■ Set of tasks:
1) On the conference workshops page, what hours does the all-day workshop WK-1 run?
2) Carry on the conference workshops page, picking up after its final sentence.

[Page excerpt start]

Working beyond boundaries. Collaboration as a key to natural areas management.

Workshops & Symposia

This year we will offer four Workshops, two on Monday and two on Thursday during conference week.

Workshops

WK-1 Managing Natural Risk: Increasing Resiliency to Drought, Wildlife and Climate Change on Private Lands

ALL DAY WORKSHOP; 9 a.m. to 6 p.m. Lunch is not provided, but we will break at noon for an hour. The Hilton has both a coffee shop and restaurant and there are restaurants within walking distance.

Private forests, farms and ranches are increasingly vulnerable to a broad range of impacts from climate change, drought and wildfires. The risks of these unpredictable but potentially catastrophic events are profound. Building resilience on these lands can be accomplished through intentional site-specific design and management techniques. This workshop combines permaculture design principles and sustainable biomass management using affordable techniques to reduce the intensity of wildfires and drought on forest, brush, grass- and crop-lands – while enhancing ecosystem services. These techniques also improve soil quality, moisture conservation, wildlife habitat, water quality and income streams. Relying on a combination of traditional ecological and scientific practices and knowledge, practical, applicable solutions will be shared. We will also examine emerging climate change-related markets for carbon, nutrients and value-add opportunities from implemented practices.

[Page excerpt end]
[Material supplied start]

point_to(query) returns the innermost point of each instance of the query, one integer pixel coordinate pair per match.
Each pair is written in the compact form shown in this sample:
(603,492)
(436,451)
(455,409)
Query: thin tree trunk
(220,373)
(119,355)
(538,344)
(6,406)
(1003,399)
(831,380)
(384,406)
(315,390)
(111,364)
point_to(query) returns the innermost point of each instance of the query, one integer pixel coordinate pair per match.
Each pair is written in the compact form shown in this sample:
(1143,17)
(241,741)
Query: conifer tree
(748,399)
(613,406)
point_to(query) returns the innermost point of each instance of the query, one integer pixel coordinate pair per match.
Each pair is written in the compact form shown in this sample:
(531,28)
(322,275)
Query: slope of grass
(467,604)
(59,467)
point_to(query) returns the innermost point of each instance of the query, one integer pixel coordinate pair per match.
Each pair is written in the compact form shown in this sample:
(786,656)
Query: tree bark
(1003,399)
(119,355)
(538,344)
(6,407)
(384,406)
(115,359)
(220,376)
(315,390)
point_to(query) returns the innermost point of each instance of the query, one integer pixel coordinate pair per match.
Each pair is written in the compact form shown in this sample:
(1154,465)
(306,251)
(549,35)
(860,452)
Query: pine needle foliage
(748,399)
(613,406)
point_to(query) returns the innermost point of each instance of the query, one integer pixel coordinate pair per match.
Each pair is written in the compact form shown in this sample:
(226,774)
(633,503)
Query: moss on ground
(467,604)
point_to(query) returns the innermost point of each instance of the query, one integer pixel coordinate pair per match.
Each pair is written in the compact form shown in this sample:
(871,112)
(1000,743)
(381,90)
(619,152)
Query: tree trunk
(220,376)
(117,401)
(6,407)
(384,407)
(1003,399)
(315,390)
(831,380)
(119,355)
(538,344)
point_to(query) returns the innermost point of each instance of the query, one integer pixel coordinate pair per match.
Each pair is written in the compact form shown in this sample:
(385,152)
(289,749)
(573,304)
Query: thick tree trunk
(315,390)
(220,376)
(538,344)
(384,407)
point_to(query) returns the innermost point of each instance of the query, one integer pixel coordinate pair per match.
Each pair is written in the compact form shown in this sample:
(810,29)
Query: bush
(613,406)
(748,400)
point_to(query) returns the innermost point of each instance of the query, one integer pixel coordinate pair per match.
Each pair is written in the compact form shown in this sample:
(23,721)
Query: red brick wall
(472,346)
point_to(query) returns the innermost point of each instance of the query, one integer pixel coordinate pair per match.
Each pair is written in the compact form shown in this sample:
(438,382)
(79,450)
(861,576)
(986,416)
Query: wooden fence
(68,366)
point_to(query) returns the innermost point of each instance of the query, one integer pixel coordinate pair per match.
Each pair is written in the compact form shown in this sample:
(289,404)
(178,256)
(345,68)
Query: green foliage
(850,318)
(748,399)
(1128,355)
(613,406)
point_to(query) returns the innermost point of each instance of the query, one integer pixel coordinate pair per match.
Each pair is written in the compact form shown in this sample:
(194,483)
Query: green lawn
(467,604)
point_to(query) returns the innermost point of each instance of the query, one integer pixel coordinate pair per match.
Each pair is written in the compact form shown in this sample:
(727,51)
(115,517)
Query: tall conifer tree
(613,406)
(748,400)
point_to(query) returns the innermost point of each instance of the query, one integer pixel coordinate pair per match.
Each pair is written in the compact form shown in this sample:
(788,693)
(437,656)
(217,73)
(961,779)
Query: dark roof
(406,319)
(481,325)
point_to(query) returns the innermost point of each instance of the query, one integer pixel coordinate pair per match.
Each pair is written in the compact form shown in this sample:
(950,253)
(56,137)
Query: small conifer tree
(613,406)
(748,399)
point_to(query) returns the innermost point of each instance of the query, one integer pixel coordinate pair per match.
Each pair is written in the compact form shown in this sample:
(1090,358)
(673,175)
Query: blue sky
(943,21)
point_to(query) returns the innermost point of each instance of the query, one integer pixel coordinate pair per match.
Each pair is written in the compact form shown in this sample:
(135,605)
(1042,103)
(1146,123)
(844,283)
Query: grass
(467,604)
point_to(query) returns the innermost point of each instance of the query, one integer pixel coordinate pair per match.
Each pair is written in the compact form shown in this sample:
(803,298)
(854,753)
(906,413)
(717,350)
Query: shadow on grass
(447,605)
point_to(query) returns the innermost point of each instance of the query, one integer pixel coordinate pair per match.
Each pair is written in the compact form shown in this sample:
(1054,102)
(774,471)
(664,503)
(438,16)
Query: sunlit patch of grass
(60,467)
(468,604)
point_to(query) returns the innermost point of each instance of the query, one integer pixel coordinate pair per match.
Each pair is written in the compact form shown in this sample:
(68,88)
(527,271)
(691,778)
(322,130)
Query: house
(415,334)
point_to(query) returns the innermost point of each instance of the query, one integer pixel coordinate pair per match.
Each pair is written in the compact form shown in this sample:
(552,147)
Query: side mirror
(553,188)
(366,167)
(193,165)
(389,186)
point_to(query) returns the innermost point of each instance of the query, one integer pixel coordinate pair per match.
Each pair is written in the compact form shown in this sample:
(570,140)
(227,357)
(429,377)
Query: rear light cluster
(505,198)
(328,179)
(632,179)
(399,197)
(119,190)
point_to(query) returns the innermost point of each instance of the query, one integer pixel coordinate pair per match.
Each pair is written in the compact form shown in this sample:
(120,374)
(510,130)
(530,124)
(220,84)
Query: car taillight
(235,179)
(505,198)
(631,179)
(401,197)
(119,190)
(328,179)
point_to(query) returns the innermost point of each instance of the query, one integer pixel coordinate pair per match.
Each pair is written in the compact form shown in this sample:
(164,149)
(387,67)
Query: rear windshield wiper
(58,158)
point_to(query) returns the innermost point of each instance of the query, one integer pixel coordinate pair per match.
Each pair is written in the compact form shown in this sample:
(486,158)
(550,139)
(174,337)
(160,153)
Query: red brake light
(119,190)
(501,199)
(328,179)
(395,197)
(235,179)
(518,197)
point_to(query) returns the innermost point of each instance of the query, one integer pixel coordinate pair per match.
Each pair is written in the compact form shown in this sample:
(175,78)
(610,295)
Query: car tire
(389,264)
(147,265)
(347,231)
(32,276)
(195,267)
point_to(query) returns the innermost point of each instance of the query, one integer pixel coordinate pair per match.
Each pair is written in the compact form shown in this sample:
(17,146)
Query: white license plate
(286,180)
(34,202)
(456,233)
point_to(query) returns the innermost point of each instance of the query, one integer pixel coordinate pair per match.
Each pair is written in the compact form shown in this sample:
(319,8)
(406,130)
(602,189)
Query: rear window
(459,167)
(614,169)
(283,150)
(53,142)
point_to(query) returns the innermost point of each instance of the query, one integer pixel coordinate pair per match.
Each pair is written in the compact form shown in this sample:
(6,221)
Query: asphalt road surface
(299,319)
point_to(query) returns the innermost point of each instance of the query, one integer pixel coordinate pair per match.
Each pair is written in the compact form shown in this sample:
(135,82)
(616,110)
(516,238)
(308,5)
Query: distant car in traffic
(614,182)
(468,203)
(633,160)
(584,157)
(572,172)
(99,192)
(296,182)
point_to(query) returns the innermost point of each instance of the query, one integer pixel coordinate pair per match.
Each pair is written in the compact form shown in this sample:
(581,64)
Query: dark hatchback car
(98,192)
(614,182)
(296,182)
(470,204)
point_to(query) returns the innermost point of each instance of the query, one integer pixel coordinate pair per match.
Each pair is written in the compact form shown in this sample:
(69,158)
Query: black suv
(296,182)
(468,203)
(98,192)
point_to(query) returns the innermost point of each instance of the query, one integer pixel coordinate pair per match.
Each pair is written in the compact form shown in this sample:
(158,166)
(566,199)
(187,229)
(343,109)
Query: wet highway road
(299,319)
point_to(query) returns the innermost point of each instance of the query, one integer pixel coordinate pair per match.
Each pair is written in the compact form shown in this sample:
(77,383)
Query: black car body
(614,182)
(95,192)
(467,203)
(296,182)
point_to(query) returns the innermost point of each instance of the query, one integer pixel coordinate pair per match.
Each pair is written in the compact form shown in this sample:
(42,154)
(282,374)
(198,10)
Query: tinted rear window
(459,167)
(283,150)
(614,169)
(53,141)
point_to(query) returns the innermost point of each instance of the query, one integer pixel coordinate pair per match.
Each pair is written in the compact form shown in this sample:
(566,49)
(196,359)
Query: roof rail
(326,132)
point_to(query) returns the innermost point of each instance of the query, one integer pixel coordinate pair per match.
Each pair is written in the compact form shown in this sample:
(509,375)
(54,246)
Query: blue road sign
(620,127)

[Material supplied end]
[Material supplied start]

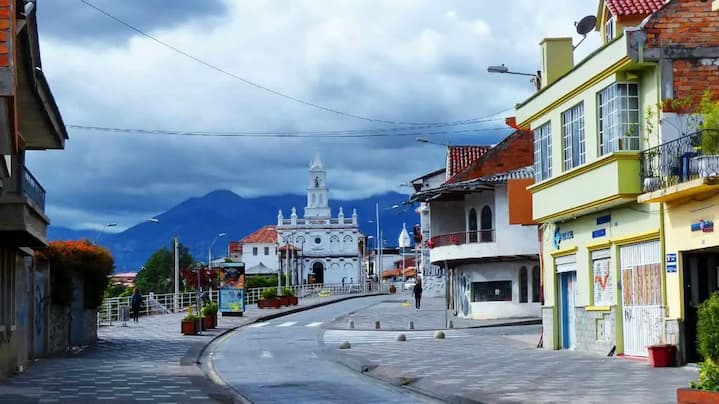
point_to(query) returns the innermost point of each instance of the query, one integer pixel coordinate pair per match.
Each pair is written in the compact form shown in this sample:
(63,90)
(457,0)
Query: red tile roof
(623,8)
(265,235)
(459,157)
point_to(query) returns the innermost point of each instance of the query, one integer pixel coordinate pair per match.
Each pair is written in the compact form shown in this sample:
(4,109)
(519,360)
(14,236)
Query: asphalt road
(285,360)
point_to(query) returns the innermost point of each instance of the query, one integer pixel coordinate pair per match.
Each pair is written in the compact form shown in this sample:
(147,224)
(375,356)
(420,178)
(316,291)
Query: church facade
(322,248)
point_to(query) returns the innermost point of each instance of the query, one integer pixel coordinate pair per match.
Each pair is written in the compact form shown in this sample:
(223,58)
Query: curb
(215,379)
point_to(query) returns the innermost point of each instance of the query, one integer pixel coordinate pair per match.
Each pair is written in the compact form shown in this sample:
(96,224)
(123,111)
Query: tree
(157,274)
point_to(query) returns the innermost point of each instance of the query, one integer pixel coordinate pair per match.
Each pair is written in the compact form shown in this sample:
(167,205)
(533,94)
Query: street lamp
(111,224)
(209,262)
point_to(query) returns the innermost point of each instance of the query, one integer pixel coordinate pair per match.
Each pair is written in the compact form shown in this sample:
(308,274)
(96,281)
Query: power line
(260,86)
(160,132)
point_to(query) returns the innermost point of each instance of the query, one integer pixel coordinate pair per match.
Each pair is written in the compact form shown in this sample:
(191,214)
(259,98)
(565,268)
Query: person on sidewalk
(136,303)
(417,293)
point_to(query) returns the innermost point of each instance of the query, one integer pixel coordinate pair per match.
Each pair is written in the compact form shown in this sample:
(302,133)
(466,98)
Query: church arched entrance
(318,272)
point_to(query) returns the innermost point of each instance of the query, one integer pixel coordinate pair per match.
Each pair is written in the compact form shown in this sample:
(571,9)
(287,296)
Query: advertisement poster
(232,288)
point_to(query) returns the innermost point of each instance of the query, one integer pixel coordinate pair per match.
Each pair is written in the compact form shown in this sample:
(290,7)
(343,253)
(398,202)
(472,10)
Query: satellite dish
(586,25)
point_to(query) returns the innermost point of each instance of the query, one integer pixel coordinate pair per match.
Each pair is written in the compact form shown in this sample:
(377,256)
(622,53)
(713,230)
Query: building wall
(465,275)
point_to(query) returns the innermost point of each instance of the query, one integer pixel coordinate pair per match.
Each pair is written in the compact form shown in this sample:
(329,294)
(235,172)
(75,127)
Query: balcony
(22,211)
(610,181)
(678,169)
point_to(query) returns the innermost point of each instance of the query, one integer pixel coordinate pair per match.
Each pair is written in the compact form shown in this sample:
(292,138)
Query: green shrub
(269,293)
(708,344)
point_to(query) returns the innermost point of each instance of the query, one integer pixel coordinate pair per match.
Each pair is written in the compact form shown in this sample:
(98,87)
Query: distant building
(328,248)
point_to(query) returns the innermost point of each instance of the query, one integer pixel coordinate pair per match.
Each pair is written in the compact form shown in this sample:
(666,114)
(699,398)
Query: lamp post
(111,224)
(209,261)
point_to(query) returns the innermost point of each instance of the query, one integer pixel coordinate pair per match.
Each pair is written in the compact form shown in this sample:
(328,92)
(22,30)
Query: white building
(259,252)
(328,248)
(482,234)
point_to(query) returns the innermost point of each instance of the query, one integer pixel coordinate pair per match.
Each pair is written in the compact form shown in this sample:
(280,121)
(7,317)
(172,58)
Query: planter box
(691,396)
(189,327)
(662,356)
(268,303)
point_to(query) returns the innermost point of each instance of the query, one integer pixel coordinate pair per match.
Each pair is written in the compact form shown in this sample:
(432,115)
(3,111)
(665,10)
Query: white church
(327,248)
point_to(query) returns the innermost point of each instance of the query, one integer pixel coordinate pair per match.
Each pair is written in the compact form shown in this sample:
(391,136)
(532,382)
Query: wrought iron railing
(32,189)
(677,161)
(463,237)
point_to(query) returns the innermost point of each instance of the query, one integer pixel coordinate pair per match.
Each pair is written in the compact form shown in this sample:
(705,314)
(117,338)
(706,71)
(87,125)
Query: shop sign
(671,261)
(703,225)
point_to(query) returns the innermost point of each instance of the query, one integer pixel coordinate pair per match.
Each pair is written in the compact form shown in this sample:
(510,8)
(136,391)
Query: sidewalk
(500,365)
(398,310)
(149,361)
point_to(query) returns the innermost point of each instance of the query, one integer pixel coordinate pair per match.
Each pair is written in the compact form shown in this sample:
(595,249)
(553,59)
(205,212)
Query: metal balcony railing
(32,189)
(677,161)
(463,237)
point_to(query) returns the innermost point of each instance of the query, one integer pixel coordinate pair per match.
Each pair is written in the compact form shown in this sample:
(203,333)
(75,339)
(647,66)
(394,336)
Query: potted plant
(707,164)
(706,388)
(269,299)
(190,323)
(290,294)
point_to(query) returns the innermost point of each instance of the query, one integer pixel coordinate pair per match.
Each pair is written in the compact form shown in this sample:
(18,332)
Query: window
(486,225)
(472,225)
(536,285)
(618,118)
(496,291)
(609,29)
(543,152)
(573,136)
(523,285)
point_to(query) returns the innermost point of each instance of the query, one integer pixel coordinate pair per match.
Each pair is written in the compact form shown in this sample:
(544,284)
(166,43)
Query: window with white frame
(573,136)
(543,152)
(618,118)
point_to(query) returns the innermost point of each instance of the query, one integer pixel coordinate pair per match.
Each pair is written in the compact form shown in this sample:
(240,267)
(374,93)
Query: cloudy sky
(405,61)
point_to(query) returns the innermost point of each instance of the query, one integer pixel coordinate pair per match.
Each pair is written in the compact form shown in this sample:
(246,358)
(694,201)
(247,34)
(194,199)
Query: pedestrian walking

[Material supplied end]
[Material supplied start]

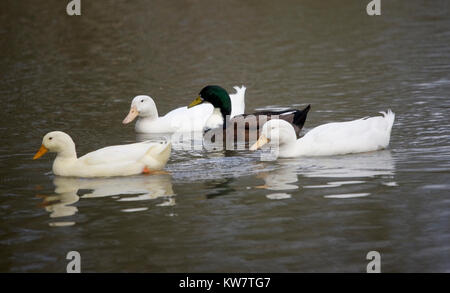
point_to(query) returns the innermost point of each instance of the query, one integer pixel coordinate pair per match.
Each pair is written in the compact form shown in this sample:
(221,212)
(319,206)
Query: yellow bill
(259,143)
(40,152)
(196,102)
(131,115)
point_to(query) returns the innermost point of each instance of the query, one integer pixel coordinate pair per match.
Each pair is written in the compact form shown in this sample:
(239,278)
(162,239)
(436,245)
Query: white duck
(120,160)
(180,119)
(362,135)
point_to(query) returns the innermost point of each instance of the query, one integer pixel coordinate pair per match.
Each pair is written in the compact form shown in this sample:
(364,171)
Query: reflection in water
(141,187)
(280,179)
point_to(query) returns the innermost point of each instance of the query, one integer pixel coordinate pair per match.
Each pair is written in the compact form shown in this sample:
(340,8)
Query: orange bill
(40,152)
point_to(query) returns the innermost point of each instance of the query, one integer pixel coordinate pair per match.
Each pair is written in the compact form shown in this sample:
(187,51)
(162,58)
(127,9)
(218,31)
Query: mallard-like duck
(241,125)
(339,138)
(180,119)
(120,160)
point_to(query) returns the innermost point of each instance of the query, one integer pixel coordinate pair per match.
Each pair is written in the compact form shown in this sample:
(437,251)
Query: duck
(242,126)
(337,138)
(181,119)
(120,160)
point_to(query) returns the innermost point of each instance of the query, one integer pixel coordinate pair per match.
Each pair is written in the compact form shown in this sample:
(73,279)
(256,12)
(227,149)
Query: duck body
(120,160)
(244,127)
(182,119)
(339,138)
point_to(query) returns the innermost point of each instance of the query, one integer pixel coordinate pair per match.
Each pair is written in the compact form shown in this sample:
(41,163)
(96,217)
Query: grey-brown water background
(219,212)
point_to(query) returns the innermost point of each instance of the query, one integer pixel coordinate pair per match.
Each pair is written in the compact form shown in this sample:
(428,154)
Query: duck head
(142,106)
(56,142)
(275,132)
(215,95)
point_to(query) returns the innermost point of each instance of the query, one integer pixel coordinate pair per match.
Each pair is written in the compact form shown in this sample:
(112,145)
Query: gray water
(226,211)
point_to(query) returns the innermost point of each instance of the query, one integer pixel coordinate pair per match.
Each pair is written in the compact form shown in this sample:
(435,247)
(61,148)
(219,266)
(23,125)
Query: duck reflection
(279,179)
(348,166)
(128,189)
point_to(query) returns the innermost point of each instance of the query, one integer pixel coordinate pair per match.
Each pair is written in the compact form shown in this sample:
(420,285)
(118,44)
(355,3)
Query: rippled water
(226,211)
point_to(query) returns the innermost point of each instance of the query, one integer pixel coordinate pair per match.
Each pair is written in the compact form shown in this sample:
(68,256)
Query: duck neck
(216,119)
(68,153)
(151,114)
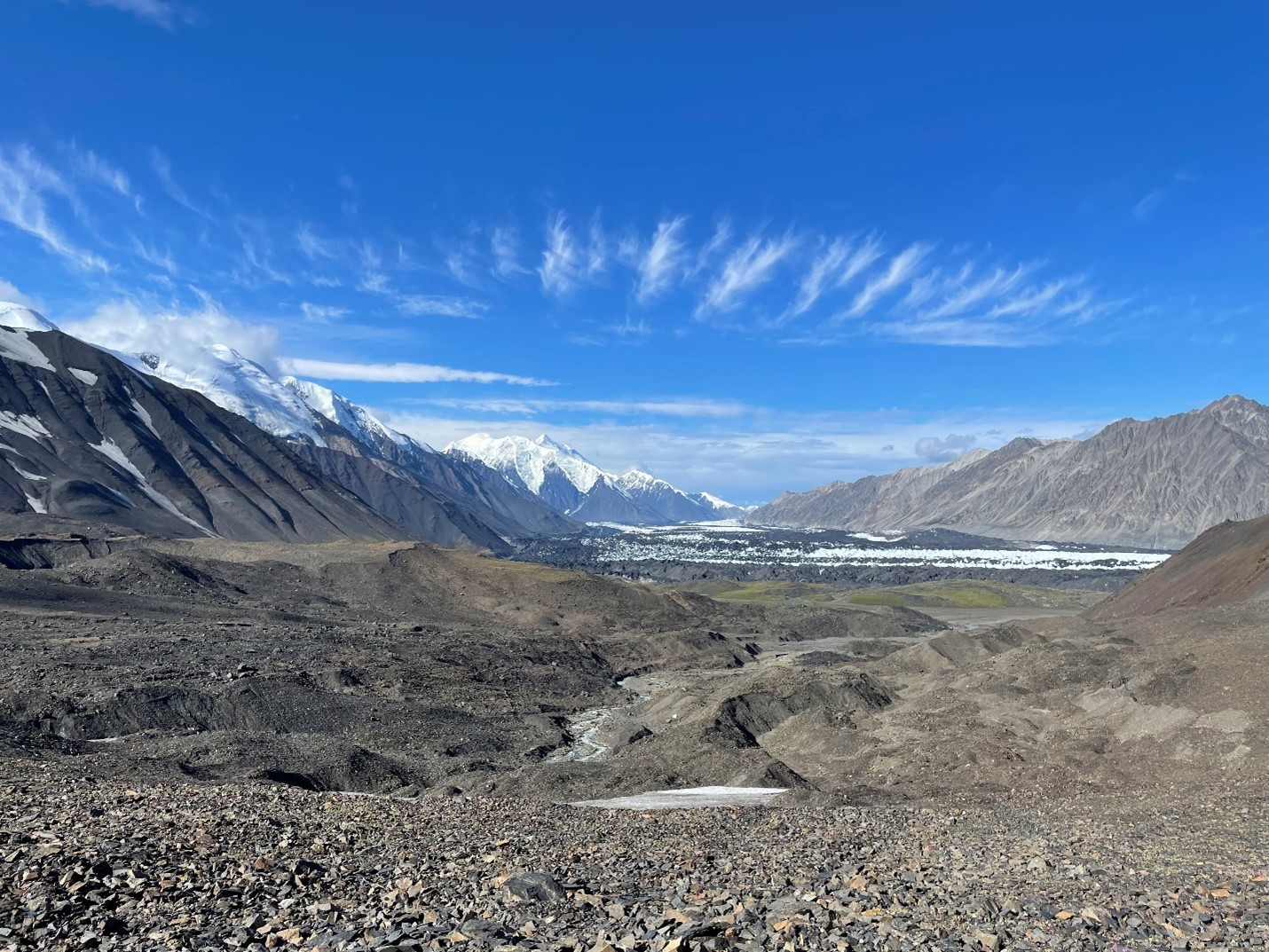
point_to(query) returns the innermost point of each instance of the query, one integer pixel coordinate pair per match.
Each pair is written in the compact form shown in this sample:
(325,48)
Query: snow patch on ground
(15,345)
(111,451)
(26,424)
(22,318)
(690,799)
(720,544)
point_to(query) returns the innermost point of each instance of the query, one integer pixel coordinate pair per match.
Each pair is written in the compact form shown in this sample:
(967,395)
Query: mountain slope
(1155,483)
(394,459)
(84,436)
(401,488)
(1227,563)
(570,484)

[Material supplied end]

■ Task answers:
1) It runs from 9 a.m. to 6 p.m.

2)
Course includes: PPT (good ones not word barrages!) based lecture, open discussion, design charrettes, virtual video field tours, tech transfer and resource sheets

This proposal relates to the overarching conference themes of working across boundaries as the relationship between what happens on private lands and public lands is critical. Collaboration is at the heart of this effort as private landowners enhance their properties, they become contagion and leaders for changes throughout their watersheds. Most actions private landowners undertake to build resilience on their properties requires coordination and collaboration with a host of other agencies and organizations to define and support their work.

This workshop specifically addresses conservation across boundaries, the wildland/urban interface, the value of healthy land to water resources, the importance of natural areas, ecosystem services and working landscapes and forest and range management. Agency personnel sometimes lack of practical, personal experience in the areas in which they lead. This workshop can help them ground themselves in the realities of private landowners and help them learn how to work effectively across public/private boundaries. This is an excellent train-the-trainer opportunity as well.

Limit 25. Open to all.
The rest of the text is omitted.